* Work instructions:
#1 From the article on one-pass manuscript revision, list every item on its supply list.
#2 In the article on one-pass manuscript revision, how many sub-themes does the author usually have?
#3 Go on writing the article on one-pass manuscript revision, starting after its final sentence.

* Quoted passage:
Holly
Lisle's Vision
Holly
Lisle's Workshop
ONE-PASS
MANUSCRIPT REVISION:
From First Draft to Last in One Cycle
By
Holly Lisle
©
2002, By Holly Lisle
The first draft of your novel is finished. Now, according to the recommendations of any number of
writing books, pundits, and writers who go through this themselves, you’re in
for five or ten or more rounds of revision, in which you’ll polish your work
until it is a gleaming, perfect pearl ... and in which process you’ll dither
for months or years.
You can do that if you want. But
you don’t have to. It isn’t the
way I work. I find a lot of truth
in the adage, “If you don’t have time to do it right the first time, how are
you ever going to find time to fix it later?”
Which is not to say that my first drafts are perfect – far from it.
My first drafts suffer from the same little shop of horrors as everyone
else’s: poor plotting, crappy characterization, logic leaps, redundancy,
aimless wandering, bad writing, worse writing, and utterly execrable writing.
But my first revision is my last revision. If you’d like to cut years off the process of revising,
I’ll be happy to show you how.
The
Supply List
For the process of One-Pass Revision, you’ll need the following
supplies –
·
A printed copy of your manuscript
(Do NOT attempt to do this while working from your word processor and screen.
It simply won’t work.)
·
A cheap spiral-bound 8½” by
11” notebook
·
A couple of smooth-writing pens.
Don’t waste time with pencils – erasers are not your friend when
you’re doing this
·
A table where you have room to
stack your manuscript into three piles and have the spiral-bound notebook open
at the same time
·
Good lighting
·
Nerves Of Steel™ (available from
Walgreen’s, Target, and other national chains)
(Yes, that’s a joke)
The
Process
This first part can be as grueling as the whole rest of the revision if
you haven’t already thought about it, but it’s essential.
(I do it before I start writing the book, so all I have to do is copy it
over from previous notes – for your next novel, you might want to consider
this approach if you haven’t already.)
THE PROCESS, PART ONE -- DISCOVERY
Start with the spiral-bound notebook.
·
Write
down your theme in fifteen words or less. Some
of my regular themes are Love Conquers Evil, God Is A Good Guy with Bad PR,
Self-Sacrifice Is the Highest Form of Love, and The Individual Can Change the
World. (If you’re still not sure
what a theme is, here’s an article to help sort things out: Finding Your Theme
– http://www.hollylisle.com/FM/Articles/feature9.html)
·
If
you have sub-themes and know what they are, write them down too.
I usually have one theme and from three to six sub-themes, depending on
the length and complexity of the project. You
may have more or less.

* Stored data:
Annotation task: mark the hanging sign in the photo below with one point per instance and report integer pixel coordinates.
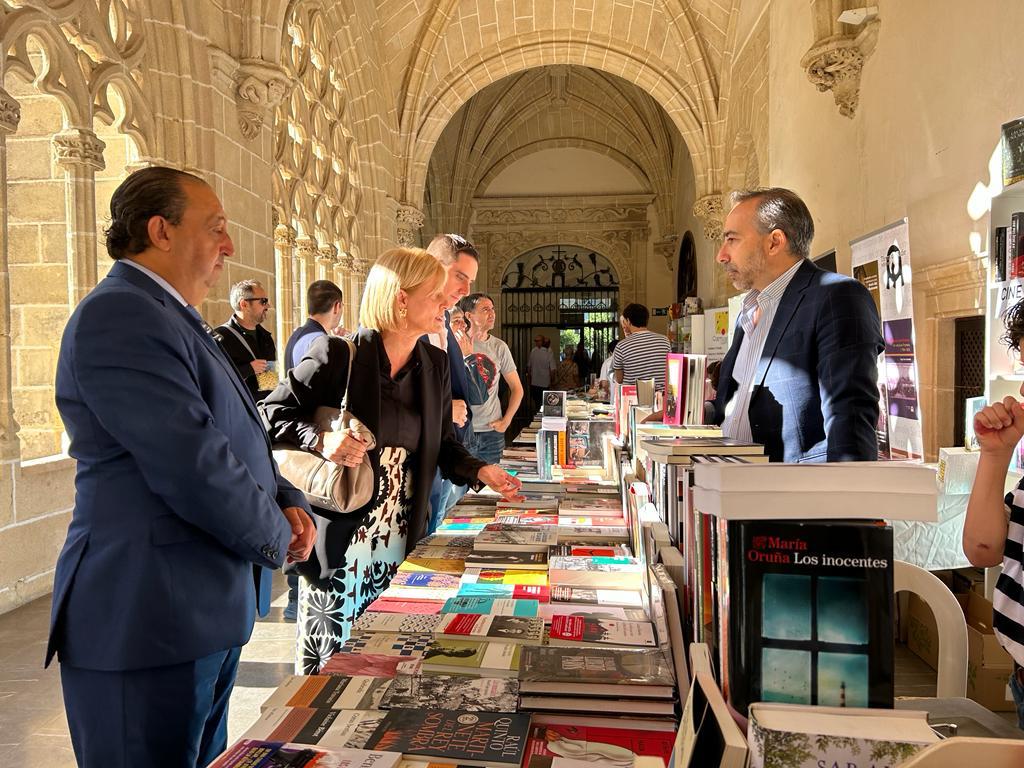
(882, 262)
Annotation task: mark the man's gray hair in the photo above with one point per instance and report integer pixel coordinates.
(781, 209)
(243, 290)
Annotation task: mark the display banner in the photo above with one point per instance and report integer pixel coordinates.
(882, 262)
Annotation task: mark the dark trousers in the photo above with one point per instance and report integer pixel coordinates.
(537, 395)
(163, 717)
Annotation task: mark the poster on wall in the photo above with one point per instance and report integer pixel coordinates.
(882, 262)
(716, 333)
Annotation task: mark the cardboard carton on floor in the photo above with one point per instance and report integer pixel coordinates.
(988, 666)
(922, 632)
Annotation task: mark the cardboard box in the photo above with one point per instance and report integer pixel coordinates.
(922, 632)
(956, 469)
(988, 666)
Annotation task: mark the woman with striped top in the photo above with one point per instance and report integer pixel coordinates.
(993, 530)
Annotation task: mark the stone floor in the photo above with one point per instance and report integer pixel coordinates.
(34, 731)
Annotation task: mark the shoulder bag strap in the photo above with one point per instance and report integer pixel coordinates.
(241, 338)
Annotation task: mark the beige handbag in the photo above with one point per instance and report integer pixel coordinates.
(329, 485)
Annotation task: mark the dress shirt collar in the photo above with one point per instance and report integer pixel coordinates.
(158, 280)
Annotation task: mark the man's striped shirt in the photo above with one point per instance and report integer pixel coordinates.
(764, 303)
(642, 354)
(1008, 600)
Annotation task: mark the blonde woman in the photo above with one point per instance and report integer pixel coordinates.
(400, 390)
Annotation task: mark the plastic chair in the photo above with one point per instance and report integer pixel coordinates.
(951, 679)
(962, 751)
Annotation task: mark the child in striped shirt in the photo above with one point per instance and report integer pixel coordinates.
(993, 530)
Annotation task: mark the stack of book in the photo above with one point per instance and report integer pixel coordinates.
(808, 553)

* Results for the exercise:
#1
- A printed copy of your manuscript
- A cheap spiral-bound 8½" by 11" notebook
- A couple of smooth-writing pens
- A table where you have room to stack your manuscript into three piles and have the notebook open at the same time
- Good lighting
- Nerves Of Steel™

#2 From three to six, depending on the length and complexity of the project.

#3
·
Write
down what the book is about in twenty-five words or less.
This is not as impossible as it sounds – the micro-summary for the
375,000 word Secret Text Trilogy was “Werewolf Romeo and Juliet versus
Renaissance Godfather in the jungle, with magic.”
Twelve words.
·
Write
down a one-line story arc for the book’s main character.
The story arc for Kait
Galweigh in the Secret Text Trilogy is “Kait battles her own nature, magic,
her family’s enemies, and resurrected wizards from her world’s past, finds
unlikely love, and at terrible cost, saves her world.
·
Write
down the main characters, and a paragraph of no more than about 250 words
describing the story, sort of like the blurb on the back of a paperback.
This is not the easiest process to go through, but if you’re going to
nail the revision in one shot, you have to have each of these bits of
information clearly in mind going in. If
you don’t know where you’re going and what you hope to accomplish by the
time you’re done, how will you know what you need to fix?
Nothing will guarantee that you’ll wander aimlessly in revision hell
faster than this.
And let’s debunk one bit of writer myth while we’re here:
Doing a seventeenth revision on a project does not make a writer an
artist or move him above the writer hoi polloi any more than
dressing entirely in black or wearing tweed jackets with leather elbow patches
or big, black drover coats. These
are all affectations, and smack of dilettantism.
Real writers, and real artists, finish books and move on to the next
project.
THE PROCESS – PART TWO: THE MANUSCRIPT
SLOG
Okay, the stuff above was tough if you hadn’t thought about it before.
But this next bit is rugged no matter how much thought you’ve given it.
We’re going to pull out your manuscript and make it bleed.
So where do you start? You
start with a mandatory scene check. Is
your manuscript written in scenes?
A scene is a cohesive block without which the novel will not stand,
encompassing everything that a novel has to have, but in miniature.
A scene has a start and a finish, characters and dialogue, engages at
least one and sometimes all five senses, and offers conflict and change.
It takes place in one time and in one place.
If the time or the place changes, you’re in a new scene.
A scene is usually written from only one point of view.
(If you’re still not sure what a scene is or if your novel is divided
into scenes, check out Scene-Creation
Workshop: Writing Scenes that Move Your Story Forward – http://www.hollylisle.com/FM/Workshops/scene-workshop.html)
You may have done one scene per chapter, which I have done on occasion.
You may have several scenes per chapter.
Your scenes may be as short as a paragraph, or as long as twenty or
thirty pages. However, time and
place will not change within the scene.
You’re going to run through your novel scene by scene and ask yourself
the following questions:
·
Does
this scene belong in the book?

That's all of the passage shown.